*** Block opens ***

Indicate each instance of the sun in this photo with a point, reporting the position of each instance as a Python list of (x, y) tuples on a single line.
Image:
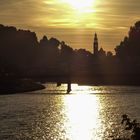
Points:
[(81, 4)]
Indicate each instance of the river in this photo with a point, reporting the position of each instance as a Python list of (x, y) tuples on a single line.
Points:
[(87, 113)]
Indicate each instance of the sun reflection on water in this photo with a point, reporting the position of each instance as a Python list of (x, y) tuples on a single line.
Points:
[(82, 113)]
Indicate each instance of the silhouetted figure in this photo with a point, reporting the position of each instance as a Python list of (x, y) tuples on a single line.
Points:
[(58, 84), (69, 86)]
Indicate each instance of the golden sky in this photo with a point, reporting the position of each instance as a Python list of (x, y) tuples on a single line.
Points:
[(73, 21)]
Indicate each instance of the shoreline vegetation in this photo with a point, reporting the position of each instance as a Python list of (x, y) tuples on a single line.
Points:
[(22, 56)]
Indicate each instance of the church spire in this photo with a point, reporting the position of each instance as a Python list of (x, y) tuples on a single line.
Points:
[(95, 45)]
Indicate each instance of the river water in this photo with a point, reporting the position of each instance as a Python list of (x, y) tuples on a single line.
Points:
[(87, 113)]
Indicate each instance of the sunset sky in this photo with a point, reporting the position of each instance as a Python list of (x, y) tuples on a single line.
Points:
[(73, 21)]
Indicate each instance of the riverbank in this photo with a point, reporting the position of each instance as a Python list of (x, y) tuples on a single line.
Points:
[(12, 86)]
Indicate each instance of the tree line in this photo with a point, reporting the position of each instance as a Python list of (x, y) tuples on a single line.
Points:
[(22, 55)]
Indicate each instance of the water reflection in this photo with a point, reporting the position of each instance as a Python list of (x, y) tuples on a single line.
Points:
[(82, 113)]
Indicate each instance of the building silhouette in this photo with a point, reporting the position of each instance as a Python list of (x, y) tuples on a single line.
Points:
[(95, 45)]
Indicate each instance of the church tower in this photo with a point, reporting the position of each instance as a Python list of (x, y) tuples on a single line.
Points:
[(95, 45)]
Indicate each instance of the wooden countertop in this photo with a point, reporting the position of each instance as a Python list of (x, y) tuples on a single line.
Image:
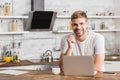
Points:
[(25, 63), (48, 75)]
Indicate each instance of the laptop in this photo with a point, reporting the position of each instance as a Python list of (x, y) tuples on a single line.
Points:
[(78, 65)]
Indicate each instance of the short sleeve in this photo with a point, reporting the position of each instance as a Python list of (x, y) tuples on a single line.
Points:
[(63, 45), (99, 44)]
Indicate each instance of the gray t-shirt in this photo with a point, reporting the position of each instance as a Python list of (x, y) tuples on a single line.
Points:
[(94, 44)]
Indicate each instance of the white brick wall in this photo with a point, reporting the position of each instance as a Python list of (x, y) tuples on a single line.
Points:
[(33, 44)]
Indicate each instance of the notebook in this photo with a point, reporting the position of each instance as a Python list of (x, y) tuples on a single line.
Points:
[(78, 65)]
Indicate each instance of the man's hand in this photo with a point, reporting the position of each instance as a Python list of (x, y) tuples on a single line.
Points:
[(71, 41)]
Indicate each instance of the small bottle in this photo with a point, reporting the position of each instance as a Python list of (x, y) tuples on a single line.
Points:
[(2, 10), (102, 25), (20, 26), (15, 57), (7, 9), (1, 29), (70, 26), (14, 26)]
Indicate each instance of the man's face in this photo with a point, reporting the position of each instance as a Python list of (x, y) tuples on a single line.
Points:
[(79, 26)]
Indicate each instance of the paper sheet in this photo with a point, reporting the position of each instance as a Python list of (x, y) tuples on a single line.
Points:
[(13, 72)]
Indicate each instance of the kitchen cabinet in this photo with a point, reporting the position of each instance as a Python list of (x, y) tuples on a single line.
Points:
[(92, 18), (20, 26), (112, 66)]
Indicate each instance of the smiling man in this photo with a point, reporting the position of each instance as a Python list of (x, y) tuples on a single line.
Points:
[(83, 42)]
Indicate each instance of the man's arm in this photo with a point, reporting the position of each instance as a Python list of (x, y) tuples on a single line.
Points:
[(98, 62), (68, 52)]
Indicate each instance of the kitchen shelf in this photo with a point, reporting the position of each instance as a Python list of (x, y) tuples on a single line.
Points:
[(70, 31), (14, 32), (95, 17), (14, 17)]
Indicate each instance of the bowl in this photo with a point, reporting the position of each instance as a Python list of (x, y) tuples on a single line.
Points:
[(55, 70)]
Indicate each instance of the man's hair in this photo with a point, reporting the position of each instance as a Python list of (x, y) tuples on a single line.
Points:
[(78, 14)]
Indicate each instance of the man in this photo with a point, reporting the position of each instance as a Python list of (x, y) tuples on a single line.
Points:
[(83, 42)]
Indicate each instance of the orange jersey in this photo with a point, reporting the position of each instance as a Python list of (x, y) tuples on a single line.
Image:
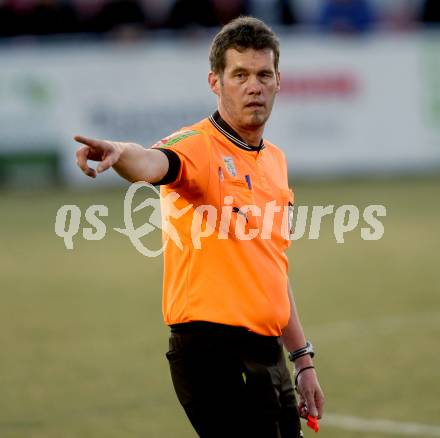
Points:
[(224, 260)]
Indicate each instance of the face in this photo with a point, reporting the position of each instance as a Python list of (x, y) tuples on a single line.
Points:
[(247, 87)]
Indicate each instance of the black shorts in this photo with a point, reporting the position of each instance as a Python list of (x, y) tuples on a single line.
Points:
[(232, 383)]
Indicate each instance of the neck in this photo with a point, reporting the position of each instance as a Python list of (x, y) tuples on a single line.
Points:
[(252, 136)]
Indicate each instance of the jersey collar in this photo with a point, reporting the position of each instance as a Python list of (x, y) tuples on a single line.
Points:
[(227, 131)]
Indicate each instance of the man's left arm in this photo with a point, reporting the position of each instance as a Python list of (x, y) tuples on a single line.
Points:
[(310, 393)]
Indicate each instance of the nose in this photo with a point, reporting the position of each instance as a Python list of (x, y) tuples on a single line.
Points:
[(254, 85)]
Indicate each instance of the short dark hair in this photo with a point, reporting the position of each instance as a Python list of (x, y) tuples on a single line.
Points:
[(240, 34)]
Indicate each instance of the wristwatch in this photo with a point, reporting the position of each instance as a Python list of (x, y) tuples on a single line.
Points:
[(308, 349)]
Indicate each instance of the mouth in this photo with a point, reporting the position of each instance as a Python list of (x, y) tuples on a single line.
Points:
[(254, 105)]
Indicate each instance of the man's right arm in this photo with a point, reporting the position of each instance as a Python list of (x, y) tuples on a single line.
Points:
[(130, 160)]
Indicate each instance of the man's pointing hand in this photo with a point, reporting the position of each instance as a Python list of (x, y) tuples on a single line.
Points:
[(107, 152)]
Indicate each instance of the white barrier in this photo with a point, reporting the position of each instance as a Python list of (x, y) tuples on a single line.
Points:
[(346, 105)]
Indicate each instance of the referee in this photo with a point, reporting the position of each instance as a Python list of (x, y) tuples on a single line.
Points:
[(228, 300)]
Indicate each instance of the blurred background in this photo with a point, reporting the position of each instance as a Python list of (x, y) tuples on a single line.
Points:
[(82, 341)]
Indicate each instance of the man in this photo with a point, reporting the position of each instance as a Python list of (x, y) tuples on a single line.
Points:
[(227, 297)]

*** Block closes ***

Considering the entries above, how many lines contain "church"? Give that number with nothing else.

2